→ **GIVEN REQUEST 1**
In the Kagarko text, who is named as vice chairman of the local government?
→ **GIVEN REQUEST 2**
Decide whether each statement agrees with the Kagarko text, answering yes or no and quoting the deciding words: (a) Kagarko lies in northern Kaduna State. (b) The 2006 census counted 239,058 people. (c) Kagarko's time zone is UTC+2.
→ **GIVEN REQUEST 3**
Write the next part of the Kagarko text, beginning after its final sentence.
-------- SOURCE TEXT
- Nickname: Garin Bubu
- Interactive map of Kagarko
- Kagarko Location in Nigeria
- Coordinates: 9°27′0″N 7°41′0″E﻿ / ﻿9.45000°N 7.68333°E
- Country: Nigeria
- State: Kaduna State

Government
- • Executive Chairman: Nasara Auza Rabo
- • Vice chairman: Mustapha Gidado

Area
- • Total: 2,356 km^{2} (910 sq mi)

Population (2006)
- • Total: 239,058
- • Density: 137/km^{2} (350/sq mi)
- Time zone: UTC+1 (WAT)
- Postal code: 802
- ISO 3166 code: NG.KD.KG
- Website: www.kagarkolocalgovernment.com

= Kagarko =

Kagarko (Tinɔr: Wɔgɔŋ or Wogong) is a town and Local Government Area in southern Kaduna State of Nigeria. It has an area of 2,356 km^{2} and a population of 239,058 at the 2006 census. The Local Government Council is chaired by Nasara Rabo. The postal code is 802.
----------------
-------- DATA SUPPLIED
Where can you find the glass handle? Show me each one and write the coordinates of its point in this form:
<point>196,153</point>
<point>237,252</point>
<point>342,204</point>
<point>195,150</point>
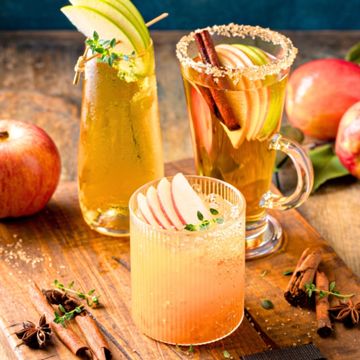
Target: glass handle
<point>304,172</point>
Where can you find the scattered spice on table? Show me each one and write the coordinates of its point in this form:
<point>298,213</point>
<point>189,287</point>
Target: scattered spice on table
<point>33,336</point>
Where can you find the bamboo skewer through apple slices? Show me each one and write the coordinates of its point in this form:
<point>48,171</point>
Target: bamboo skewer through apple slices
<point>83,59</point>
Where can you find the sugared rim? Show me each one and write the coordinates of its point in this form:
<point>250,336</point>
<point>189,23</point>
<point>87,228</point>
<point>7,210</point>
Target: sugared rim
<point>254,72</point>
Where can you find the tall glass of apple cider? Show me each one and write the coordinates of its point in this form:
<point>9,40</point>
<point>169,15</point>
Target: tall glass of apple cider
<point>235,78</point>
<point>187,279</point>
<point>120,142</point>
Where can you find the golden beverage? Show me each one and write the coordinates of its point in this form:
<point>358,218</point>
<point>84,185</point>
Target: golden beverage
<point>188,287</point>
<point>120,142</point>
<point>235,78</point>
<point>247,165</point>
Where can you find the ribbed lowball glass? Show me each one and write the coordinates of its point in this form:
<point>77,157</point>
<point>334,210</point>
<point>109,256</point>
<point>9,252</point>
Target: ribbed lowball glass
<point>188,287</point>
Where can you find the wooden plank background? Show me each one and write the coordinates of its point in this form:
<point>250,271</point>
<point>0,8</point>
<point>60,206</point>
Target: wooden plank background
<point>60,245</point>
<point>36,86</point>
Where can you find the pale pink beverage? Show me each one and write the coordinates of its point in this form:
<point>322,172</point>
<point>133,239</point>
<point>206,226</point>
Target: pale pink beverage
<point>188,286</point>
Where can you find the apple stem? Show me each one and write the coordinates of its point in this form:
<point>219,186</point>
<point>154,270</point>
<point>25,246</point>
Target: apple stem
<point>4,135</point>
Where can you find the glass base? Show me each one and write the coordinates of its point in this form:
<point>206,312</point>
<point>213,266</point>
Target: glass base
<point>202,342</point>
<point>263,237</point>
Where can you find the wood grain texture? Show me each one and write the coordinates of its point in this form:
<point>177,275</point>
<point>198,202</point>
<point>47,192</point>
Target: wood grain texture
<point>36,86</point>
<point>57,243</point>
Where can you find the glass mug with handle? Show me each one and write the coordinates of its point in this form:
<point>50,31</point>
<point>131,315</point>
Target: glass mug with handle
<point>234,79</point>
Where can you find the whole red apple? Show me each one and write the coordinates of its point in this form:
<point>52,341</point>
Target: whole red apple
<point>347,146</point>
<point>29,168</point>
<point>318,94</point>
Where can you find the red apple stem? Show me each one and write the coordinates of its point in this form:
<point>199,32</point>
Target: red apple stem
<point>4,135</point>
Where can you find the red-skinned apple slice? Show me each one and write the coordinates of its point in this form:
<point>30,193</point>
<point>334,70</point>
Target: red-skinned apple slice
<point>256,94</point>
<point>145,210</point>
<point>166,203</point>
<point>155,207</point>
<point>186,201</point>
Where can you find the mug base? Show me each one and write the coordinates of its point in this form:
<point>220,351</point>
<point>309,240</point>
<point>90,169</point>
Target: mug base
<point>263,238</point>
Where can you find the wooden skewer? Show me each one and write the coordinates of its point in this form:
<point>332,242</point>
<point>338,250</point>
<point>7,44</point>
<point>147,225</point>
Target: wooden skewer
<point>157,19</point>
<point>79,67</point>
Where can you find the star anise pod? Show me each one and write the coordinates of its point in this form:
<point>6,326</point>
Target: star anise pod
<point>347,312</point>
<point>35,336</point>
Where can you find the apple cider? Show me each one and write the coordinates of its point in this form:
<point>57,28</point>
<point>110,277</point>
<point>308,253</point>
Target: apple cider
<point>188,286</point>
<point>120,142</point>
<point>242,160</point>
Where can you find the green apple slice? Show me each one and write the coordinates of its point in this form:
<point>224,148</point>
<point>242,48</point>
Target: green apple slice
<point>111,12</point>
<point>258,58</point>
<point>135,17</point>
<point>87,21</point>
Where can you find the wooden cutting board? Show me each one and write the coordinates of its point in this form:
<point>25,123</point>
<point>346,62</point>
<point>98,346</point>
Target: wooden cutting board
<point>57,244</point>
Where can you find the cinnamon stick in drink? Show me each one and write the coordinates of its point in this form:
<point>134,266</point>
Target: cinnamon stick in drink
<point>66,335</point>
<point>219,102</point>
<point>93,336</point>
<point>304,274</point>
<point>324,327</point>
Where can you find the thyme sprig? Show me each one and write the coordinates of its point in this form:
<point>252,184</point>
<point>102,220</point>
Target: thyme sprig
<point>66,315</point>
<point>123,63</point>
<point>91,298</point>
<point>205,223</point>
<point>311,288</point>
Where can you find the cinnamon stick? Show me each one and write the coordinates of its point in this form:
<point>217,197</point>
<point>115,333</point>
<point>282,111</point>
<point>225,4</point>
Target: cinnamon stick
<point>324,327</point>
<point>66,335</point>
<point>216,98</point>
<point>93,336</point>
<point>304,274</point>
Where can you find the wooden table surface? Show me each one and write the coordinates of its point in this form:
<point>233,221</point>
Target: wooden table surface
<point>36,85</point>
<point>60,245</point>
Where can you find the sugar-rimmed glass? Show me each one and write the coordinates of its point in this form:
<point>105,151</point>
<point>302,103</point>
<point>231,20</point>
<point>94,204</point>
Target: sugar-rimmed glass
<point>254,90</point>
<point>188,287</point>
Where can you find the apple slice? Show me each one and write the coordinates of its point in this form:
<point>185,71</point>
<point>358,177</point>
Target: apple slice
<point>166,203</point>
<point>155,207</point>
<point>145,210</point>
<point>87,21</point>
<point>187,202</point>
<point>117,17</point>
<point>135,17</point>
<point>258,57</point>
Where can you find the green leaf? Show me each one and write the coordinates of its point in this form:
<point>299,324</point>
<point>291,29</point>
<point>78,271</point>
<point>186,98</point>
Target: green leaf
<point>226,354</point>
<point>288,272</point>
<point>353,54</point>
<point>267,304</point>
<point>326,165</point>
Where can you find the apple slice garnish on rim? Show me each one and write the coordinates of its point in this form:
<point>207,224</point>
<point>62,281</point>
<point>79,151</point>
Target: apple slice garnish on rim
<point>111,12</point>
<point>166,203</point>
<point>87,21</point>
<point>155,207</point>
<point>145,211</point>
<point>186,201</point>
----------------
→ **ANSWER 1**
Mustapha Gidado

→ **ANSWER 2**
(a) No: "in southern Kaduna State of Nigeria"
(b) Yes: "a population of 239,058 at the 2006 census"
(c) No: "Time zone: UTC+1 (WAT)"

→ **ANSWER 3**
==Boundaries==
Kagarko Local Government Area (LGA) shares boundaries with Kachia LGA to the north, Jaba LGA to the east; Paikoro and Gurara LGAs to the west and Tafa LGA to the southwest all of Niger State; Bwari LGA of the FCT; and Karu LGA of Nasarawa State to the south, respectively.

==Administrative subdivisions==
Kagarko Local Government Area consists of 10 subdivisions (second-order administrative divisions) or electoral wards, namely:

1. Aribi
2. Iddah
3. Jere North
4. Jere South
5. Kagarko North
6. Kagarko South
7. Katugal (Ator)
8. Kukui
9. Kurmin Jibrin (Kosheng)
10. Kushe

It also comprises about eleven districts, which are:
1. Shadalafiya (Nkui)
2. Katugal
3. Kushe
4. Jere
5. Dogon Kurmi (Uner)
6. Kenyi
7. Kurmin Dangana
8. Kubacha (Uhuca)
9. Aribi
10. Kagarko districts.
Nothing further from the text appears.